◆ BRIEF: All entries must be set down once more, precisely as given.

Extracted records
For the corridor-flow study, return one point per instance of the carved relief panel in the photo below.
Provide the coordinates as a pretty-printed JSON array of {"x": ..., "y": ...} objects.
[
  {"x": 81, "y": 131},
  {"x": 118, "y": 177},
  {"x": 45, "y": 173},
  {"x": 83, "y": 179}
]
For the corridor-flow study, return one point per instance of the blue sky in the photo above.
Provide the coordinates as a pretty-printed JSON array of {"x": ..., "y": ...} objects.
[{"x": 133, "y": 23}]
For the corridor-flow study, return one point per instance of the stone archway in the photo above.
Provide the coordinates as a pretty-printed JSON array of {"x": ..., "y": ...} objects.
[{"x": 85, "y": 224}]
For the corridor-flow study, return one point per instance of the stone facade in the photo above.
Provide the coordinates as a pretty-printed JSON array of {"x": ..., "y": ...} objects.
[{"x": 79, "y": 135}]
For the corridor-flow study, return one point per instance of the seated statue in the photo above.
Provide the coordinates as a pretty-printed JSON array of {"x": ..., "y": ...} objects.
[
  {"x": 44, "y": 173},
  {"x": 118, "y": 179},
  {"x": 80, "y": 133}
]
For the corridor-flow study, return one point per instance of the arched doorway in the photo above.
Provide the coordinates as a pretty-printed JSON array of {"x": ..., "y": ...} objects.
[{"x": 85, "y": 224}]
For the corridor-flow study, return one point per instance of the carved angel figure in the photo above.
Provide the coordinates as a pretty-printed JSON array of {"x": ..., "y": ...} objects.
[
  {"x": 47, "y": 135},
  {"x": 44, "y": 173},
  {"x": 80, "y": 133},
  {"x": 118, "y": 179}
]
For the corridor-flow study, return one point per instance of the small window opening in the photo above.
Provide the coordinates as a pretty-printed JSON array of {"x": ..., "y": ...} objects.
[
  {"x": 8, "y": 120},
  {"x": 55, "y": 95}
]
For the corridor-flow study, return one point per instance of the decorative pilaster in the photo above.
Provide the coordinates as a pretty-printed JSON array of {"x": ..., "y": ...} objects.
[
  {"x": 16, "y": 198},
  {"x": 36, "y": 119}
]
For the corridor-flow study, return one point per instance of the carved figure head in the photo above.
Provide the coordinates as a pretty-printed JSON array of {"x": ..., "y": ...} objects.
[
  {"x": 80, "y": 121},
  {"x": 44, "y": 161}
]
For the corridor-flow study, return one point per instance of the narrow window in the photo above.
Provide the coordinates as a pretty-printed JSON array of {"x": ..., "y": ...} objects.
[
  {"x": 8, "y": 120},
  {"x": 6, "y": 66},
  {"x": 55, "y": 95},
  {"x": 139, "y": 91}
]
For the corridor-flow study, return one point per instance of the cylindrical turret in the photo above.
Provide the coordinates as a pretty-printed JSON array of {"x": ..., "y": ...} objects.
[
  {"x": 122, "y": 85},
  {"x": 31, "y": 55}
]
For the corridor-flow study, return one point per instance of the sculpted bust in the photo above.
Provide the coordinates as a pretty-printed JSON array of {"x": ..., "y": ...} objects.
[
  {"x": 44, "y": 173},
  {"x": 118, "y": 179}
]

◆ PROBLEM SOLUTION:
For the corridor-flow study, return one point per instance of the carved relief panel in the photo below.
Provide the coordinates as a pretty-printed JSON array of {"x": ..., "y": ...} objects.
[
  {"x": 81, "y": 131},
  {"x": 118, "y": 177},
  {"x": 45, "y": 173},
  {"x": 83, "y": 179}
]
For the corridor-flow study, return one point per instance of the blue sky in the photo above.
Provide the coordinates as a pretty-printed JSON array of {"x": ..., "y": ...} objects.
[{"x": 133, "y": 23}]
For the corridor-flow study, return one point per instance of the stone archway in the photo above.
Provide the coordinates as a pretty-printed JSON array of {"x": ..., "y": ...} objects.
[{"x": 85, "y": 224}]
For the corridor-flow study, return one point per instance of the stone facade in the photo above.
Provide the coordinates as a pretty-printed JSON array of {"x": ..., "y": ...} objects.
[{"x": 79, "y": 135}]
For the corridor-flow study, return one point per instance of the seated statue in the photo above.
Provide the coordinates as a pretty-printed JSON array of {"x": ..., "y": ...} objects.
[
  {"x": 44, "y": 173},
  {"x": 118, "y": 179},
  {"x": 80, "y": 133}
]
For the corridor-flow study, return one point per instance of the arched doorway in the photo above.
Provide the coordinates as a pretty-printed JSON array of {"x": ..., "y": ...} objects.
[{"x": 85, "y": 224}]
For the corridor-flow study, return one point per instance of the carved angel figure in the photo above.
Provide the coordinates as a pretty-printed JSON array of {"x": ..., "y": ...} objects.
[
  {"x": 47, "y": 135},
  {"x": 44, "y": 173},
  {"x": 80, "y": 133},
  {"x": 118, "y": 179}
]
For the corridor-flow study, return one point per instance of the small window opening in the photo above.
Provide the coordinates as a pretty-printed JSON array of {"x": ..., "y": ...} objects.
[
  {"x": 8, "y": 120},
  {"x": 55, "y": 95}
]
For the corridor-flow study, return one point per instance of the decorative pilaster in the photo above.
Provide the coordinates as a pretty-printed JSON array of {"x": ..., "y": ...} objects.
[
  {"x": 16, "y": 198},
  {"x": 36, "y": 119}
]
For the corridor-flow study, return one point per instance of the carved figure head in the photo above.
Provide the coordinates as a pretty-printed JSON array of {"x": ..., "y": ...} objects.
[
  {"x": 80, "y": 121},
  {"x": 44, "y": 161}
]
For the corridor-flow study, return one point per instance of the narrow window in the photo above.
Provide the coordinates as a pretty-printed JSON array of {"x": ..., "y": ...} objects.
[
  {"x": 8, "y": 120},
  {"x": 6, "y": 66},
  {"x": 55, "y": 95},
  {"x": 139, "y": 91}
]
For the corridor-flow study, return one point per instance of the cylindrical turret in the photo above.
Provide the coordinates as a pretty-printed JSON array of {"x": ..., "y": ...} objects.
[
  {"x": 122, "y": 85},
  {"x": 31, "y": 55}
]
For the corridor-flow study, return one point per instance of the sculpted bust in the photo above.
Provide the coordinates as a pretty-printed JSON array of {"x": ..., "y": ...} objects.
[
  {"x": 44, "y": 173},
  {"x": 118, "y": 179}
]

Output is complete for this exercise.